Постановка задачи:
Перепишите дословно отрывок из приведенного ниже интервью о поэзии начиная со слов «Какой литературной традиции» и вплоть до слов «солдат и шерсти.» включительно.

Вас считают этаким эксцентричным австралийцем, деревенским поэтом, говорящим от имени городской культуры, католиком, говорящим от лица людей, по большей части неверующих[170]. Вас устраивает такое восприятие?
Я не говорю ни от чьего имени, я обращаюсь к читателям поэзии. Они могут быть католиками, евреями, кем угодно. Я говорю от себя лично. Я — католик и не верю, что все остальные — люди неверующие. Интеллектуалы, возможно, чаще всего и являются атеистами, или от них ждут, чтобы они были таковыми. Но более широкая публика очень неоднородна: кто-то верующий, кто-то даже католик. Я обращаюсь к тем, кто хочет меня читать.
Какой литературной традиции вы придерживаетесь?
Своей собственной. Она опирается на творчество некоторых моих австралийских предшественников, в особенности такого поэта, как Кеннет Слессор, а также Роланда Робинсона, Джеймса Маколи и других, чья поэтическая манера слегка отличается от европейской.
В каком возрасте вы их для себя открыли?
В школе мне рассказал о них мой учитель физкультуры: он понял, что я все равно не буду играть в футбол, и решил приобщить меня к поэзии.
Известны ли они за пределами Австралии?
Сейчас они становятся все более известными, в частности благодаря тому, что я пытаюсь сделать их известными. Британская Империя полагала, что только Англия способна породить поэзию. Мы же существовали для производства на свет солдат и шерсти.
Вы составили антологию "Five Fathers: Five Australian Poets of the Preacademic Era". В выборе этих пяти поэтов вы руководствовались вашими личными пристрастиями или это ведущие австралийские поэты?

Исходные материалы:

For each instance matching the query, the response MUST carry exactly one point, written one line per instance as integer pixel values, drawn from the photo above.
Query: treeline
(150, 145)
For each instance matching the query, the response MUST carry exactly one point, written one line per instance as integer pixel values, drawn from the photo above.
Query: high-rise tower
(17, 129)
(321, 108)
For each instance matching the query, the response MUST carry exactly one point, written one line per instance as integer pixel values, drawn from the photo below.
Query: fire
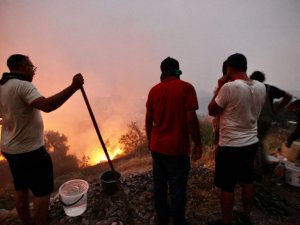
(97, 155)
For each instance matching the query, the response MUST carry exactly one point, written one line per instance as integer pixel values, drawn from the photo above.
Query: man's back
(169, 102)
(242, 102)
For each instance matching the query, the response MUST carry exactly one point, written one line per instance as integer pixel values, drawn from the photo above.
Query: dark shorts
(234, 164)
(33, 171)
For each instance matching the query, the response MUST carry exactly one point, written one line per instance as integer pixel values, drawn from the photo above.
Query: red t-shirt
(169, 102)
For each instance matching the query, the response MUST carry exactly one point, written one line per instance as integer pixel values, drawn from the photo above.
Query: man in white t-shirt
(238, 101)
(22, 136)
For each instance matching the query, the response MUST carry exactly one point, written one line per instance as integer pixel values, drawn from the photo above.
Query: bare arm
(286, 99)
(51, 103)
(213, 108)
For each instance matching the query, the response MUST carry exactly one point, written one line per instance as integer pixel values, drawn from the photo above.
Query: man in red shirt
(170, 120)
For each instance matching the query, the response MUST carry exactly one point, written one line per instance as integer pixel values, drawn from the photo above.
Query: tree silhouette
(133, 139)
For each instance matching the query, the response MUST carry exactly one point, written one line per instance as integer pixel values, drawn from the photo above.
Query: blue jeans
(170, 173)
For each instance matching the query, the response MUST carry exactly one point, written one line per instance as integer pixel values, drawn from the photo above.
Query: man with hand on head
(22, 137)
(238, 101)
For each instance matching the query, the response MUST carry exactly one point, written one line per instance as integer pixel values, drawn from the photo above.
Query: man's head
(224, 68)
(258, 75)
(170, 67)
(21, 64)
(236, 63)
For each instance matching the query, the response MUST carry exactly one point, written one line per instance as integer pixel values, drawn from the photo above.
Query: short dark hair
(237, 61)
(258, 75)
(15, 61)
(224, 67)
(169, 64)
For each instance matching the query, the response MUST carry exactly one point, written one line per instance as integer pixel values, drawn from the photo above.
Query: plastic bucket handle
(70, 204)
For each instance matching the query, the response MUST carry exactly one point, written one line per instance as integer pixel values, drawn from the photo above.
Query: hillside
(202, 202)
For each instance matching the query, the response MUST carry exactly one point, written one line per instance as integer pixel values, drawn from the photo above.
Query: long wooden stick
(121, 191)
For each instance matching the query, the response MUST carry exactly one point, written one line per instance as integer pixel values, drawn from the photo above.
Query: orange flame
(97, 155)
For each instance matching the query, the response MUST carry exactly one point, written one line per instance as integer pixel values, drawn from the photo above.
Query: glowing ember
(1, 157)
(98, 155)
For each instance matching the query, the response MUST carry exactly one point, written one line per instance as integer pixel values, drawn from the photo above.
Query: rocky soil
(135, 204)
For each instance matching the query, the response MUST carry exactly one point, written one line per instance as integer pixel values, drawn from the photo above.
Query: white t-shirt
(242, 102)
(22, 125)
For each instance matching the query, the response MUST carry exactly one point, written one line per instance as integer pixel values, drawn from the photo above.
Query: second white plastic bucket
(73, 196)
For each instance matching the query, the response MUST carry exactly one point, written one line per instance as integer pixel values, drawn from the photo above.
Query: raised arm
(52, 103)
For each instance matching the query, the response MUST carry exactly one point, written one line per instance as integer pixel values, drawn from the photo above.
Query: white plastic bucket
(73, 196)
(292, 174)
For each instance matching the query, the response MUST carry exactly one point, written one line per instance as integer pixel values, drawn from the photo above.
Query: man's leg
(178, 170)
(160, 189)
(247, 198)
(41, 207)
(21, 199)
(227, 201)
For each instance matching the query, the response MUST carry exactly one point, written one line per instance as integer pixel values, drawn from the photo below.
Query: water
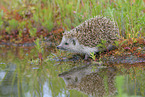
(22, 76)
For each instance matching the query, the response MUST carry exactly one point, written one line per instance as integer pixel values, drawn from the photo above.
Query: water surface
(22, 76)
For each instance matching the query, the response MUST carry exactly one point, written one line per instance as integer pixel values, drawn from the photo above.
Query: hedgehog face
(69, 44)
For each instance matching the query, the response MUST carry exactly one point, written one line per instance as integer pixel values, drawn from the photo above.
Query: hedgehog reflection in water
(84, 38)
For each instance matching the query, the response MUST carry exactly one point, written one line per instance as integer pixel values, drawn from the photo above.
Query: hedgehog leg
(111, 47)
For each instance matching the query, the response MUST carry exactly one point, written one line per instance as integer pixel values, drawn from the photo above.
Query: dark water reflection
(20, 77)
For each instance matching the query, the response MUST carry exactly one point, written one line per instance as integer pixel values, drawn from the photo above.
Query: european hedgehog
(84, 38)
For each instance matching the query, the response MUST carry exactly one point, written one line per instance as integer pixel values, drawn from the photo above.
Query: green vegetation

Итоговый результат:
Какой литературной традиции вы придерживаетесь?
Своей собственной. Она опирается на творчество некоторых моих австралийских предшественников, в особенности такого поэта, как Кеннет Слессор, а также Роланда Робинсона, Джеймса Маколи и других, чья поэтическая манера слегка отличается от европейской.
В каком возрасте вы их для себя открыли?
В школе мне рассказал о них мой учитель физкультуры: он понял, что я все равно не буду играть в футбол, и решил приобщить меня к поэзии.
Известны ли они за пределами Австралии?
Сейчас они становятся все более известными, в частности благодаря тому, что я пытаюсь сделать их известными. Британская Империя полагала, что только Англия способна породить поэзию. Мы же существовали для производства на свет солдат и шерсти.